TASKS TO PERFORM -
**A)** Write out everything in the comments on teaching siblings from "Richard Hurley says" down to "the hard way!".
**B)** In the comments on teaching siblings, how long are the lessons Richard Hurley gives the older and the younger sibling when he teaches them back to back?
BEGIN PAGE EXCERPT
I actually have one student right now who is more talented than anyone I have ever taught. He began lessons at age 7. Already, at age 10, he is playing music I played in college. His 4-year-old sister started lessons with me this fall, and his mother is constantly making comments expressing her concern about how slowly the little sister is progressing. I continually remind her that a 4-year-old student is a completely different creature than a 7-year-old student, no matter how much natural ability and potential he/she has. The mother responds to my guidance well. But it still blows my mind that she would compare them in this way, when they didn’t even start lessons at the same age.
If possible, I do put the siblings in different method books, so it’s harder for them to play the “I’m ahead of you” game. (Not all families can afford this, though.) And I’m very adamant in lessons that I will not allow them to belittle their sibling in any way. If the waiting sibling is in the room during the other child’s lesson, he/she is not allowed to make any sort of negative remarks during the lesson.
I also try to find duets for them to play together now and then. This is a fun way to use their developing talents, that is a lot easier to coordinate when the two students live in the same household and can practice together on a regular basis. It also sometimes acts as therapy for the two siblings who may not always get along. I call it “planned adversity”. They are forced into a situation where they have to just decide to work together in order to be successful.
Richard Hurley says
When I teach siblings back to back I give the older one a 40 minute lesson and the younger one a 20 minute lesson. I make sure the older one gets far enough ahead that they stay ahead. If the young one should catch the older one, the older one will quit. I learned that lesson the hard way!
Elizabeth says
I MANY siblings… one particular set of brothers are close in age (7 and 8) and the younger is MUCH better than the older and the older is HIGHLY competitive. I have a hard time balancing their competitive natures when the younger knows he is better. Even in different books, they still try to play each others material and the older can’t even touch the younger. I am always running challenges within the studio between all the students and their practice time, so that puts the “pressure” onto both boys “against” all the other children so it relieves some of the tension at home. The mom is really good about not saying ANYTHING positive or negative and just letting the boys duke it out as they will, only curbing the tide of negative or complaining comments.
Elizabeth says
Hahaha… I meant “I TEACH many siblings” and the glasses smile face was meant as an 8!!
Andrea says
Some great comments everyone! Lots to learn from and lots to remember when dealing with family relationships within your studios. Thanks for posting.
END PAGE EXCERPT
BEGIN DATA SUPPLIED
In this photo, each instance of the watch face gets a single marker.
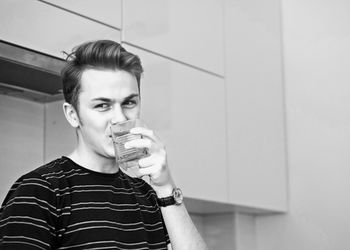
(178, 196)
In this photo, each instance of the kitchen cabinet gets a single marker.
(255, 105)
(21, 139)
(186, 31)
(104, 11)
(45, 28)
(187, 108)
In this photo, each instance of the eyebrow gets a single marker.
(103, 99)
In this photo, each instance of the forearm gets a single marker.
(182, 232)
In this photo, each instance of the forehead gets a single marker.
(107, 83)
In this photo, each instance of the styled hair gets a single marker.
(100, 54)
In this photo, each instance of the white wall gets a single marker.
(317, 76)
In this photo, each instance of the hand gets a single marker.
(155, 165)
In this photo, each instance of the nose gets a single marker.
(118, 115)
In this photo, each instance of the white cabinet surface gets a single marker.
(187, 31)
(255, 104)
(60, 137)
(187, 108)
(21, 139)
(105, 11)
(45, 28)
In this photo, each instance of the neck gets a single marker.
(94, 162)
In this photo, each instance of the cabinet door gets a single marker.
(56, 125)
(255, 106)
(21, 139)
(105, 11)
(186, 107)
(188, 31)
(45, 28)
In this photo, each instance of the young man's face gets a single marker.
(106, 95)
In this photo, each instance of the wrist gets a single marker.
(165, 190)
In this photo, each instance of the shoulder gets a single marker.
(38, 182)
(142, 189)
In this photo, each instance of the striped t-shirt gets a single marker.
(62, 205)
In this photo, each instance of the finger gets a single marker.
(138, 143)
(143, 131)
(154, 171)
(148, 161)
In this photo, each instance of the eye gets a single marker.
(130, 104)
(102, 106)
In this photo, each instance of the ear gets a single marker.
(71, 115)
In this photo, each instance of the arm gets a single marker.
(182, 232)
(28, 215)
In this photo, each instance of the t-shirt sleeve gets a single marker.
(28, 215)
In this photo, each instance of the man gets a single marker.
(83, 200)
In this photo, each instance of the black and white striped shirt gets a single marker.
(62, 205)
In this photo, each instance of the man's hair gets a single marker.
(101, 54)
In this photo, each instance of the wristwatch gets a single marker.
(176, 198)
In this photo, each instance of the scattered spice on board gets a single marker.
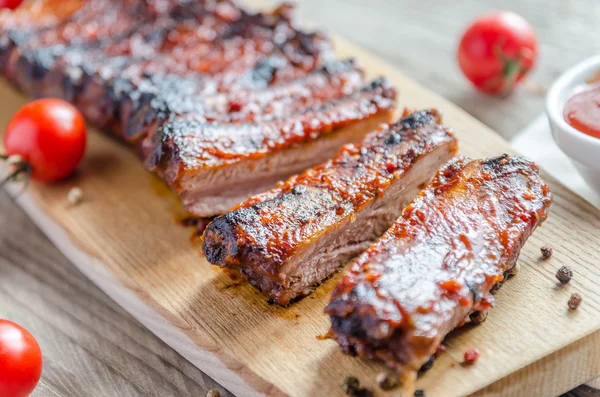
(387, 380)
(546, 252)
(471, 355)
(427, 366)
(575, 301)
(75, 196)
(440, 350)
(513, 271)
(478, 317)
(213, 393)
(564, 274)
(351, 387)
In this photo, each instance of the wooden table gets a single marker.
(93, 348)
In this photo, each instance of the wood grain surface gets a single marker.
(93, 348)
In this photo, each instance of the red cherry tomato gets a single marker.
(20, 360)
(12, 4)
(497, 51)
(49, 135)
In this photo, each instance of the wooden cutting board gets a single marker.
(124, 237)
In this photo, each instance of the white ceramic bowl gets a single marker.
(584, 150)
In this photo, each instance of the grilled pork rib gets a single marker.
(215, 166)
(290, 239)
(439, 261)
(220, 102)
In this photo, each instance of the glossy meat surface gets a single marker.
(195, 87)
(439, 261)
(281, 240)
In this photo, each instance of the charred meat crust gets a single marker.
(183, 147)
(153, 72)
(268, 236)
(439, 261)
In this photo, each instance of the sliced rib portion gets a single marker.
(439, 261)
(219, 101)
(215, 166)
(290, 239)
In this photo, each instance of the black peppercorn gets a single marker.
(564, 274)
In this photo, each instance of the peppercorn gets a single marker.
(387, 380)
(546, 252)
(564, 274)
(471, 355)
(350, 385)
(478, 317)
(427, 366)
(574, 301)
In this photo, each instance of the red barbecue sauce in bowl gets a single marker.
(582, 111)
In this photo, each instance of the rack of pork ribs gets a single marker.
(220, 102)
(223, 103)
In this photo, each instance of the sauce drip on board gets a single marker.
(582, 111)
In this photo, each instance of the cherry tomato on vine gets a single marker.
(46, 138)
(497, 51)
(12, 4)
(20, 360)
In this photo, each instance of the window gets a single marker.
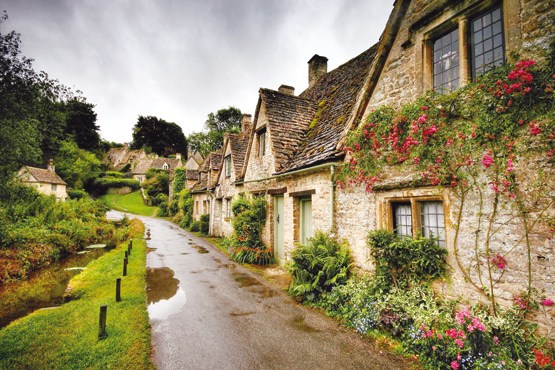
(446, 62)
(228, 208)
(227, 162)
(486, 38)
(430, 221)
(463, 48)
(402, 219)
(261, 143)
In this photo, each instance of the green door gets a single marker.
(306, 220)
(278, 227)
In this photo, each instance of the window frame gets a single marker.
(416, 213)
(261, 136)
(227, 165)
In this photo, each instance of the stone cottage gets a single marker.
(45, 181)
(442, 45)
(202, 191)
(229, 175)
(297, 141)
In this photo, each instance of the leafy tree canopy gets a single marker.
(162, 137)
(81, 124)
(225, 120)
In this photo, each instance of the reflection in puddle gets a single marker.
(244, 280)
(165, 296)
(200, 249)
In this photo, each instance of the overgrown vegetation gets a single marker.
(36, 229)
(245, 245)
(317, 267)
(66, 337)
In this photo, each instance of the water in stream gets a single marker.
(44, 288)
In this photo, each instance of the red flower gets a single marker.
(487, 160)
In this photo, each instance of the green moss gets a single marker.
(66, 337)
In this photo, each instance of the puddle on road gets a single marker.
(244, 280)
(165, 296)
(200, 249)
(299, 323)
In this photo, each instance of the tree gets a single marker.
(226, 120)
(81, 124)
(162, 137)
(76, 166)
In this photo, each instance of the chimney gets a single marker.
(285, 89)
(246, 122)
(51, 166)
(317, 67)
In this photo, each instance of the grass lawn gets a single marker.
(67, 337)
(132, 202)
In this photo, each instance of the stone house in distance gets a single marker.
(45, 181)
(202, 191)
(229, 175)
(297, 141)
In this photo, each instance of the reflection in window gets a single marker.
(487, 46)
(446, 62)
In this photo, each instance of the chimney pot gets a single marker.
(286, 89)
(317, 67)
(246, 122)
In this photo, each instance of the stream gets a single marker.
(44, 288)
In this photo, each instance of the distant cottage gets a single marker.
(45, 181)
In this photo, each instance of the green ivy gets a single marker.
(245, 245)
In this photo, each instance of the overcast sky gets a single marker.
(182, 59)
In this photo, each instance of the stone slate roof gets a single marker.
(333, 98)
(239, 144)
(158, 163)
(288, 117)
(44, 175)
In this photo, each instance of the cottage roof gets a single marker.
(191, 174)
(44, 175)
(288, 118)
(335, 96)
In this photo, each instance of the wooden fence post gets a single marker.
(118, 289)
(102, 322)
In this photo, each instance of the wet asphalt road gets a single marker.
(208, 312)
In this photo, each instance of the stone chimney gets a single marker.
(246, 122)
(285, 89)
(317, 67)
(50, 167)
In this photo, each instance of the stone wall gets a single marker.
(528, 29)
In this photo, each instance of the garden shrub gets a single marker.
(249, 216)
(402, 261)
(205, 224)
(317, 267)
(195, 226)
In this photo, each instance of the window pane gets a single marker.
(402, 219)
(446, 62)
(433, 221)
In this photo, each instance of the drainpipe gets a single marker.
(332, 197)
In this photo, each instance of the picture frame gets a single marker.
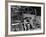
(26, 18)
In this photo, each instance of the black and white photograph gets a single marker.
(25, 18)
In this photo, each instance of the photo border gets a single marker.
(6, 14)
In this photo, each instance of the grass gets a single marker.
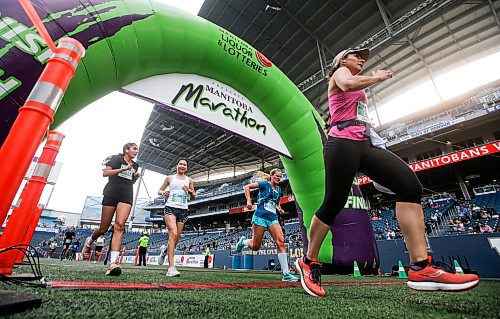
(390, 301)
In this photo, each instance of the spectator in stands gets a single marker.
(52, 247)
(99, 244)
(68, 239)
(122, 172)
(475, 229)
(485, 228)
(266, 217)
(207, 256)
(143, 248)
(354, 146)
(181, 188)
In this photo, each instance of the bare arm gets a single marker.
(191, 191)
(247, 189)
(165, 184)
(345, 81)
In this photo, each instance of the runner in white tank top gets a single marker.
(178, 196)
(176, 210)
END DATA SUPPLIED
RESULTS OF THE EXERCISE -
**A)**
Richard Hurley says
When I teach siblings back to back I give the older one a 40 minute lesson and the younger one a 20 minute lesson. I make sure the older one gets far enough ahead that they stay ahead. If the young one should catch the older one, the older one will quit. I learned that lesson the hard way!

**B)** The older one gets a 40-minute lesson and the younger one a 20-minute lesson.